* [Exercise brief]: Please write out every line of the items below word for word, leaving the pictures out.
====== Dataset excerpts ======
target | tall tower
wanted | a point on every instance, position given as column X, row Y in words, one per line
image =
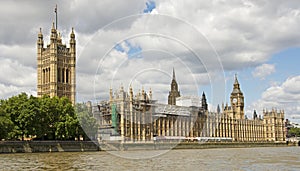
column 174, row 91
column 237, row 100
column 204, row 102
column 56, row 71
======
* [Written response]:
target | tall tower
wanted | a point on every instance, position given as column X, row Y in words, one per line
image =
column 174, row 91
column 237, row 100
column 204, row 102
column 56, row 71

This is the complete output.